Prompt
Could you write out every entry exactly as it stands?

(Provided records)

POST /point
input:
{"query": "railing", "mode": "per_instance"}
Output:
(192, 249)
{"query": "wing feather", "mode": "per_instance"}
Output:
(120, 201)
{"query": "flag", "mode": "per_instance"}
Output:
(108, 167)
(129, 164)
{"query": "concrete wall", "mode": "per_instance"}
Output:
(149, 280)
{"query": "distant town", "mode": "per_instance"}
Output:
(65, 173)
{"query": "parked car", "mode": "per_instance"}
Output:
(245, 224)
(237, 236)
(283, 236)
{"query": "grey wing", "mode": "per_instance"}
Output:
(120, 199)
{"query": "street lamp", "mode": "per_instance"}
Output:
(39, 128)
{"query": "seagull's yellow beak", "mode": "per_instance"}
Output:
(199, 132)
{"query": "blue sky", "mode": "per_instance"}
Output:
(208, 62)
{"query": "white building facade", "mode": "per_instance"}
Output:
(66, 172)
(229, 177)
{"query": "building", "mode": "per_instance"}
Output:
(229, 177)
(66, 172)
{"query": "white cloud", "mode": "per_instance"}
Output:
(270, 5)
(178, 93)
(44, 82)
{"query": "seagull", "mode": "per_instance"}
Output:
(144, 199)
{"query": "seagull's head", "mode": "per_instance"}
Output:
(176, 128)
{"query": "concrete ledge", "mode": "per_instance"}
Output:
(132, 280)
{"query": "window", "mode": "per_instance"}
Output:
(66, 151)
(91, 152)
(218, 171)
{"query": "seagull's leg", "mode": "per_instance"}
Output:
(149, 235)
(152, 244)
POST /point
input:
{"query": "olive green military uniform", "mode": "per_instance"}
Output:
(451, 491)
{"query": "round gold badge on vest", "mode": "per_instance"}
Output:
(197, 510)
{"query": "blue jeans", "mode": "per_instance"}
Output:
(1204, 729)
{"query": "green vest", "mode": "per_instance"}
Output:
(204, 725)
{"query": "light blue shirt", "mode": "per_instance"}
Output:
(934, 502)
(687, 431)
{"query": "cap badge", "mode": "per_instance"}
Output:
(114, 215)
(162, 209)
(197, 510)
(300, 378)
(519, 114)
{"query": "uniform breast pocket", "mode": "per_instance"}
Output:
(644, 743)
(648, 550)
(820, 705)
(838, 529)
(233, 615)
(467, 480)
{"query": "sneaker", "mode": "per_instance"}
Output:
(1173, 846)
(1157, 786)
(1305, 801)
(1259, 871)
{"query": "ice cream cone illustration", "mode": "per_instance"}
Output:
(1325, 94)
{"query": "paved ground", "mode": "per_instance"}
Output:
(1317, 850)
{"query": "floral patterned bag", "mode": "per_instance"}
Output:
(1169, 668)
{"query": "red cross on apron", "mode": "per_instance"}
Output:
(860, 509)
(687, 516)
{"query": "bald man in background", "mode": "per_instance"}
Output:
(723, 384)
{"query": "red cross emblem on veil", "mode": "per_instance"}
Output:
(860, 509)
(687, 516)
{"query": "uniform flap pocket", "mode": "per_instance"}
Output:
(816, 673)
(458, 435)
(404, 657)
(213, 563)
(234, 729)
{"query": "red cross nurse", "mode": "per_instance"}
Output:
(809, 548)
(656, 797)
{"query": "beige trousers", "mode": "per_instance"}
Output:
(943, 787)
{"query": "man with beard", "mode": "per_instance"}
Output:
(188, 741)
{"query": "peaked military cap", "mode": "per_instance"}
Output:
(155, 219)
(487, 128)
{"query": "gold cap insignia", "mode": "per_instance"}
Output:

(End Provided records)

The answer
POST /point
input:
{"query": "railing", "mode": "per_instance"}
Output:
(192, 249)
{"query": "wing feather", "mode": "per_instance"}
Output:
(120, 201)
{"query": "flag", "mode": "per_instance"}
Output:
(108, 167)
(129, 164)
{"query": "concrete wall", "mode": "per_instance"}
Output:
(149, 280)
{"query": "distant town", "mode": "per_instance"}
Output:
(65, 173)
{"query": "parked car", "mode": "per_instance"}
Output:
(245, 224)
(237, 236)
(283, 236)
{"query": "grey wing", "mode": "per_instance"}
Output:
(120, 199)
{"query": "street lamp", "mode": "per_instance"}
Output:
(39, 128)
{"query": "seagull's yellow beak", "mode": "per_instance"}
Output:
(199, 132)
{"query": "blue sky", "mode": "per_instance"}
Output:
(208, 62)
{"query": "white building facade", "mode": "per_instance"}
Output:
(66, 172)
(229, 177)
{"query": "building", "mode": "per_instance"}
Output:
(229, 177)
(66, 172)
{"query": "white cloud", "mode": "per_instance"}
Output:
(270, 5)
(178, 93)
(44, 82)
{"query": "seagull", "mode": "per_instance"}
Output:
(144, 199)
{"query": "seagull's head", "mode": "per_instance"}
Output:
(176, 128)
{"query": "concrete ledge", "mode": "per_instance"}
Output:
(132, 280)
{"query": "window", "mode": "per_instance"}
Output:
(66, 151)
(91, 152)
(218, 171)
{"query": "seagull's leg", "mode": "per_instance"}
Output:
(149, 235)
(152, 244)
POST /point
input:
{"query": "olive green military uniform", "mode": "per_instance"}
Output:
(451, 491)
{"query": "round gold badge on vest", "mode": "per_instance"}
Output:
(197, 510)
{"query": "blue jeans", "mode": "per_instance"}
Output:
(1204, 729)
{"query": "green vest", "mode": "per_instance"}
Output:
(204, 725)
{"query": "light blue shirt", "mode": "per_instance"}
Output:
(934, 502)
(687, 431)
{"query": "cap badge", "mode": "per_instance"}
Output:
(114, 215)
(162, 209)
(197, 510)
(300, 378)
(519, 114)
{"query": "uniform breast pocket", "mode": "per_instance"}
Output:
(644, 743)
(648, 550)
(820, 705)
(838, 529)
(233, 615)
(467, 480)
{"query": "sneaker", "mode": "per_instance"}
Output:
(1173, 846)
(1157, 786)
(1305, 801)
(1259, 871)
{"query": "ice cream cone illustration", "mode": "per_instance"}
Output:
(1325, 94)
{"query": "paved ground", "mode": "per_instance"}
Output:
(1317, 850)
{"query": "floral patterned bag", "mode": "per_instance"}
Output:
(1169, 668)
{"query": "red cross on apron", "mode": "per_instance"}
Output:
(860, 509)
(687, 516)
{"query": "bald man in background", "mode": "per_instance"}
Output:
(723, 384)
{"query": "red cross emblem on veil", "mode": "per_instance"}
Output:
(860, 509)
(687, 516)
{"query": "uniform flap pocket", "mode": "per_instance"}
Output:
(816, 673)
(458, 435)
(404, 657)
(213, 563)
(234, 729)
{"query": "red cross nurse", "mode": "per_instance"}
Output:
(809, 548)
(656, 797)
{"query": "beige trousers", "mode": "per_instance"}
Output:
(943, 787)
{"query": "man with beard", "mode": "per_instance"}
Output:
(188, 741)
{"query": "peaked military cap", "mode": "per_instance"}
Output:
(155, 219)
(487, 128)
{"query": "gold cap insignia", "mode": "per_instance"}
Output:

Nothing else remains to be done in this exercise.